[TEXTO DE ORIGEM]
Há um fetiche entre os agentes dessa milionária indústria, que é o do reconhecimento público. Passa-se o mesmo entre os praticantes do que se chama de Automobilismo Virtual, o AV. Eles, que jogam em simuladores, fazem questão de ser tratados como pilotos de verdade. Um dos argumentos é o de que alguns moleques que se destacaram nessas competições virtuais foram aproveitados por algumas montadoras e/ou equipes para guiar carros de verdade.
Um ou outro conseguiu disputar corridas, sim. É quase uma questão estatística. Se pegarmos qualquer grupo profissional numeroso, é bem provável que dele saia alguém capaz de guiar um carro de corrida. Tanto faz se a busca se dê entre milhões de praticantes de videogames ou entre milhões de padeiros e confeiteiros. A quantidade, aqui, é que determina o resultado. Claro que num universo de milhões de praticantes de videogame ou simuladores interessados por corridas é possível pinçar alguém que saiba dirigir. Assim como entre milhões de jogadores de FIFA deve ter alguém que saiba jogar bola. Mas ser um Messi no FIFA não faz de ninguém um Messi com a bola no pé. No caso da F-1 – lamento decepcioná-los —, Hamilton e Verstappen detestam simuladores. E não os usam para nada. Só quando são obrigados e a situação de suas equipes é ruim. Ano passado, Hamilton teve de recorrer a eles para tentar melhorar um carro que era uma bomba. Não adiantou muito.
[/TEXTO DE ORIGEM]
[DADOS FORNECIDOS]
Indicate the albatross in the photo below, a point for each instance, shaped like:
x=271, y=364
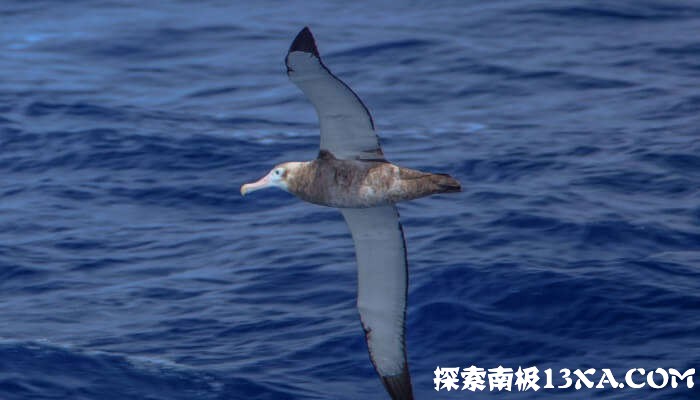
[/DADOS FORNECIDOS]
COMPLETE O SEGUINTE:
- A) Transcreva, do texto sobre automobilismo virtual, o trecho que começa com as palavras que contêm "Há um fetiche" e termina em "carros de verdade.".
- B) Responda, com base no texto sobre automobilismo virtual:
(i) Como os praticantes do Automobilismo Virtual fazem questão de ser tratados?
(ii) Quais pilotos de F-1 detestam simuladores?
(iii) Para que Hamilton teve de recorrer aos simuladores no ano passado?

RESPOSTAS EM ORDEM:
- A)
Há um fetiche entre os agentes dessa milionária indústria, que é o do reconhecimento público. Passa-se o mesmo entre os praticantes do que se chama de Automobilismo Virtual, o AV. Eles, que jogam em simuladores, fazem questão de ser tratados como pilotos de verdade. Um dos argumentos é o de que alguns moleques que se destacaram nessas competições virtuais foram aproveitados por algumas montadoras e/ou equipes para guiar carros de verdade.

- B)
(i) Como pilotos de verdade.
(ii) Hamilton e Verstappen.
(iii) Para tentar melhorar um carro que era uma bomba.